*** Opening of Text provided ***

Two others, Binu and Sujata, have been the first to graduate from college. They plan to apply to a college in Kolkata to pursue master’s degrees.
All the girls were good students to begin with, Christie says. "They just started dreaming bigger and bigger" once they got the opportunity.
The program did not work for the third student Christie originally met at the orphanage. She wanted to become a flight attendant rather than continue her education and she eventually left, Christie says.
The young women in the Learning Tea household have plenty of ideas about social change.
Mingma and Sujata want to clean up Darjeeling, both literally and figuratively.
Leaders should not be corrupt, Sujata says. "They should use money in the right way. Only rich people get jobs, especially in Darjeeling."
She also wants to stop garbage from being strewn across the streets in the town.
Mingma wants to address the scarcity that makes water too costly for poor people. She also wants to assist young women – "girls like me who are not able to get education," she says.
Binu would like to become a professor, teaching secondary school or college.
Sujata also wants to help young girls who are being prostituted. "I'd like to change their life,” she says. "Lots of girls are facing human trafficking.”
Lakmit and two other girls at the Learning Tea, Rinzee and Laxmi, volunteer at the Missionaries of Charity, caring for elderly women, some of whom are mentally disabled. There they wash clothes, comb the women's hair, polish their nails, and sometimes apply makeup.
"The ladies become very happy when we go there and play with them," Rinzee says.
Rinzee was orphaned when her mother died of TB. She plans to study nursing when she finishes at St. Teresa's Girls Higher Secondary School.
"We don't get good [care] in government hospitals," she says. "They don't give good attention to people. They are very rude to poor ones.”
Angel and some of the other girls volunteer at a program that gathers up the mangy street dogs that roam Darjeeling. The dogs are vaccinated against rabies and sterilized or neutered before being freed.
The Learning Tea requires the young women to do 10 hours a month of volunteer work. They must also remain in good academic standing and live in the house provided by the program.
Her idea is that if you give a young woman an education, she will earn adequate income, educate her children, and the cycle of poverty will be broken.
Radha Karky, administrator of Hayden Hall, a social service organization in Darjeeling, agrees: "If a mother is a coolie, and the daughter is educated, she will not become a coolie."

*** Close of Text provided ***

Work instructions
**a.** Decide whether each statement agrees with the passage about the Learning Tea, answering yes or no and quoting the words of the passage that settle it. (i) The Learning Tea requires the young women to do 10 hours of volunteer work a month. (ii) Rinzee's father died of TB. (iii) Binu would like to become a flight attendant.
**b.** Resume the passage about the Learning Tea, writing on from its last sentence.

*** Opening of Provided material ***

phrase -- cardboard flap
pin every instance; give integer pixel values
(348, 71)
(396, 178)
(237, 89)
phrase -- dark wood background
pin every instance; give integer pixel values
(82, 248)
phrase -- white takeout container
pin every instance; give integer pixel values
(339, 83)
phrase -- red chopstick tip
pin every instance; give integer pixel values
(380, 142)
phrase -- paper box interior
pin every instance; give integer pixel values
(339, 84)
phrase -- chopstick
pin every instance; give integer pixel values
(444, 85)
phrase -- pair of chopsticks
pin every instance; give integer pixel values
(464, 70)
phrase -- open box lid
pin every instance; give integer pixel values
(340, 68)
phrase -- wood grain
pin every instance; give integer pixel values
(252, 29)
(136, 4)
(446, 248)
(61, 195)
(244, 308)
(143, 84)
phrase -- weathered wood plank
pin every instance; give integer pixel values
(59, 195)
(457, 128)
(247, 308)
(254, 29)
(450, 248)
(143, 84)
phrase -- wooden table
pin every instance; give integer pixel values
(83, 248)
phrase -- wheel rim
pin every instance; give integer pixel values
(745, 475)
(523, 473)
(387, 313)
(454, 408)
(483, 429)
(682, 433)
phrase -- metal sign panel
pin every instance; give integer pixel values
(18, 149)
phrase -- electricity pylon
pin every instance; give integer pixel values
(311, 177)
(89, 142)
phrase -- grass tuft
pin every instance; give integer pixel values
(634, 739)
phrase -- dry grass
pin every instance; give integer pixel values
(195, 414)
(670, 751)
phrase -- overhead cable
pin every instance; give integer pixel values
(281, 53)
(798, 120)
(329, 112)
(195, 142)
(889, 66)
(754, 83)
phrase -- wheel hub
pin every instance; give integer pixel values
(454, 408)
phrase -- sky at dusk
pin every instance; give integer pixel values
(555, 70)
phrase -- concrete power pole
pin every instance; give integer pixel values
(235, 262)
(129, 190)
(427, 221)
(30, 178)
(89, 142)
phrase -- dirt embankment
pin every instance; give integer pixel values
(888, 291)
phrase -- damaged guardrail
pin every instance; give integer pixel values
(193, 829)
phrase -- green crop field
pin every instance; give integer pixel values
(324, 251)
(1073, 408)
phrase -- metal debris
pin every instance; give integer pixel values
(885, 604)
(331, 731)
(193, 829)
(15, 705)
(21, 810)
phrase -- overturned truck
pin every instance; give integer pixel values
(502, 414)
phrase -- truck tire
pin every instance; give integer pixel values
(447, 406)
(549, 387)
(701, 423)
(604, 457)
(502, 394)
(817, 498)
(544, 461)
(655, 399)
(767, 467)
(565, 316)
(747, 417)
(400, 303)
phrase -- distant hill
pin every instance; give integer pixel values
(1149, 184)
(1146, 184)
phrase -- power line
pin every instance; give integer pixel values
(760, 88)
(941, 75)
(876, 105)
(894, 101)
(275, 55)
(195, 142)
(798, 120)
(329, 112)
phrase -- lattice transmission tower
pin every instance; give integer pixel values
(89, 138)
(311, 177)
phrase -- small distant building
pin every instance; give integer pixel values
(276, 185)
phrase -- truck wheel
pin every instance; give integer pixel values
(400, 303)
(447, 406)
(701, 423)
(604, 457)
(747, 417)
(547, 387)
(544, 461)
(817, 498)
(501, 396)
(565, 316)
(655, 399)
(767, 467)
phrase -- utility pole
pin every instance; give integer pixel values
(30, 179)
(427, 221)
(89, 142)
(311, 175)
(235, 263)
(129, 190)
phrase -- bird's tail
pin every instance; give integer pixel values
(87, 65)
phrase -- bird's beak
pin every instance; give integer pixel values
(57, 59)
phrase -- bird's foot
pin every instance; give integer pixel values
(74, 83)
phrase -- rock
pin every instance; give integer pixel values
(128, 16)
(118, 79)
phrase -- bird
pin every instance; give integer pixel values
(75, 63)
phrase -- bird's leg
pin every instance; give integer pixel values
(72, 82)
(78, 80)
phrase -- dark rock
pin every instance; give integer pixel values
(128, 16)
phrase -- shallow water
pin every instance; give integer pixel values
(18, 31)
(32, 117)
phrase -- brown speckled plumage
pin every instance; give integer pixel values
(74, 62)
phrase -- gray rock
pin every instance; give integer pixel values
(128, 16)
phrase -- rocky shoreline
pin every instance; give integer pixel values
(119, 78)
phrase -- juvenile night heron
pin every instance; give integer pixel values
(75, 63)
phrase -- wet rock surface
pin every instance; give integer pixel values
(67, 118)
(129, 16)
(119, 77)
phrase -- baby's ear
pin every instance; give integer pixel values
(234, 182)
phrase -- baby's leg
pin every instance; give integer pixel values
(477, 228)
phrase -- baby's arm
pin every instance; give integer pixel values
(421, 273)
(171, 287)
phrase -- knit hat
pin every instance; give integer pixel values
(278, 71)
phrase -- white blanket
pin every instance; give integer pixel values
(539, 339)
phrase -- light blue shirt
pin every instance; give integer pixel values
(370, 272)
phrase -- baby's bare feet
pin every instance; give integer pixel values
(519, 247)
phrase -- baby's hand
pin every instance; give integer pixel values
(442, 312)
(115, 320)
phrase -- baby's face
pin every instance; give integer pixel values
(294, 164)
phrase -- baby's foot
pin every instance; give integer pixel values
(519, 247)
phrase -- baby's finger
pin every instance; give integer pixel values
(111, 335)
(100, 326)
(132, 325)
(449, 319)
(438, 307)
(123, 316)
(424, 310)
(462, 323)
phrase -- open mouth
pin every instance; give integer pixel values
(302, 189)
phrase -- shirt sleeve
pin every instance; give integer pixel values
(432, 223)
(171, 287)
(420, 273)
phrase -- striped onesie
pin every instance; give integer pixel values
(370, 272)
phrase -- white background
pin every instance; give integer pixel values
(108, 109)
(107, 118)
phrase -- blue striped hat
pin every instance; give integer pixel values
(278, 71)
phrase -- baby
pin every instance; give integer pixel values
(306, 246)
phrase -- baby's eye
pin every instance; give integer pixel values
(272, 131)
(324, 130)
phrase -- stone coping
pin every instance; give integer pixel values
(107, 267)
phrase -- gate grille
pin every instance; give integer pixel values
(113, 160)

*** Close of Provided material ***

Numbered answers
**a.**
(i) Yes: "The Learning Tea requires the young women to do 10 hours a month of volunteer work."
(ii) No: "Rinzee was orphaned when her mother died of TB."
(iii) No: "Binu would like to become a professor, teaching secondary school or college."

**b.**
Life is tough for the poor in Darjeeling. "Poverty literally sucks your life out,” Ms. Karky says.
You're thinking of what you'll eat next, she says.
"You'd think there are no poor people here," Karky says. "People dress well.” But the women who pick tea earn practically nothing compared with what the tea sells for, and 80 percent of the tea pickers on tea plantations are not literate, she says.
Just as poverty is not always visible, neither is the trafficking.
There is no red light district in Darjeeling, but sex trafficking is common. Usually a girl thinks she's being offered a job and then it turns out to be prostitution.
It’s an issue that people don’t talk about, Karky says. But when people with no income suddenly become prosperous, it points to prostitution.
Access to medical care is also an issue.
At Christie’s tea shop in Atlanta, photos of the scholars the Learning Tea supports line the walls. Each month, the shop sponsors an Indian dinner with proceeds going to the scholarship program, which is philanthropic but does not have nonprofit status. Christie continues to run her tea shop, Dr. Bombay’s Underwater Tea Party, with a co-owner, and travels to India and raise funds for the Learning Tea.
The young women text her with excitement each time she arrives. They welcome her with dinner.
In May, she was there to celebrate Binu and Sujata’s graduation. The dining room was decorated with streamers and flowers. Cameras flashed as the two cut a cake.
“I am so happy and proud [that] I am the first in my family to graduate,” Sujata said. “I have dreamed of this graduation.”
“We are so thankful to you,” Lakmit said to Christie.